DO THIS » Count the lines in the records below that contain the string "grey", matching letter case exactly, and give only the number.

INFORMATION SUPPLIED »
╭──

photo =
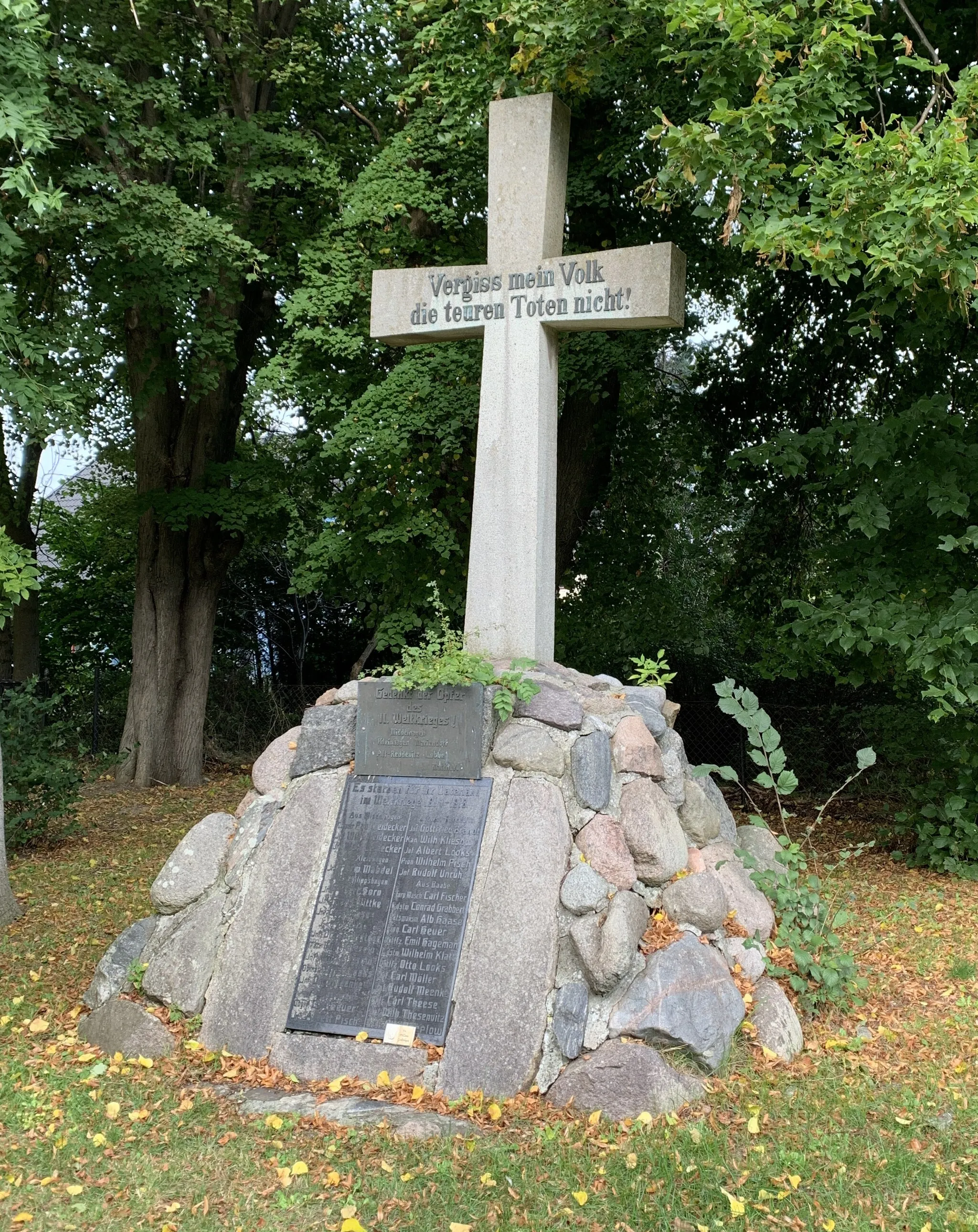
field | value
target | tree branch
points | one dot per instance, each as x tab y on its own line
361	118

╰──
╭──

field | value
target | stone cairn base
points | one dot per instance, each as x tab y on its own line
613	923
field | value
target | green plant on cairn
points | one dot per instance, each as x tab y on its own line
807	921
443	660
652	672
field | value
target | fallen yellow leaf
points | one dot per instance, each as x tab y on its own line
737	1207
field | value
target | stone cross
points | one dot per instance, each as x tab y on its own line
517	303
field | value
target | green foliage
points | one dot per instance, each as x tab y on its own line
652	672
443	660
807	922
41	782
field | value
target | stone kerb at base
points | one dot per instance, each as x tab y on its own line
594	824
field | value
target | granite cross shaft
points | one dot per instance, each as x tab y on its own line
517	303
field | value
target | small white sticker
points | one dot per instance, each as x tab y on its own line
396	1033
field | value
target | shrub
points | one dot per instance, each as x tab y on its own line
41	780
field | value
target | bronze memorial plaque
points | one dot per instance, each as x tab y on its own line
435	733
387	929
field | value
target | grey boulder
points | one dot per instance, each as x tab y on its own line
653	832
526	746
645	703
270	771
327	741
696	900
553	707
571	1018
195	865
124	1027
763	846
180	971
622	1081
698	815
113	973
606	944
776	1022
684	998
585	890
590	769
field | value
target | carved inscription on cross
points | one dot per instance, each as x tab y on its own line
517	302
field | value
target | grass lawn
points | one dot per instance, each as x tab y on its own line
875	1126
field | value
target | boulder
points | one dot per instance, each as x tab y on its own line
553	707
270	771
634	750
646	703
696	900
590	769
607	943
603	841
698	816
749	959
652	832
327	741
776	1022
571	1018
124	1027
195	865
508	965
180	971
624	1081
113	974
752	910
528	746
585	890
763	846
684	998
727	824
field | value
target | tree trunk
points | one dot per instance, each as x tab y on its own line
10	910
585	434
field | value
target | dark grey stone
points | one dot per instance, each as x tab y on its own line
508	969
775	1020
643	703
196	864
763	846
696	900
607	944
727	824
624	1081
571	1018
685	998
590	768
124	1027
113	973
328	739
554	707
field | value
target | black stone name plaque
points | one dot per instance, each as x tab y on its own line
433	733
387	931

╰──

TASK OUTPUT » 2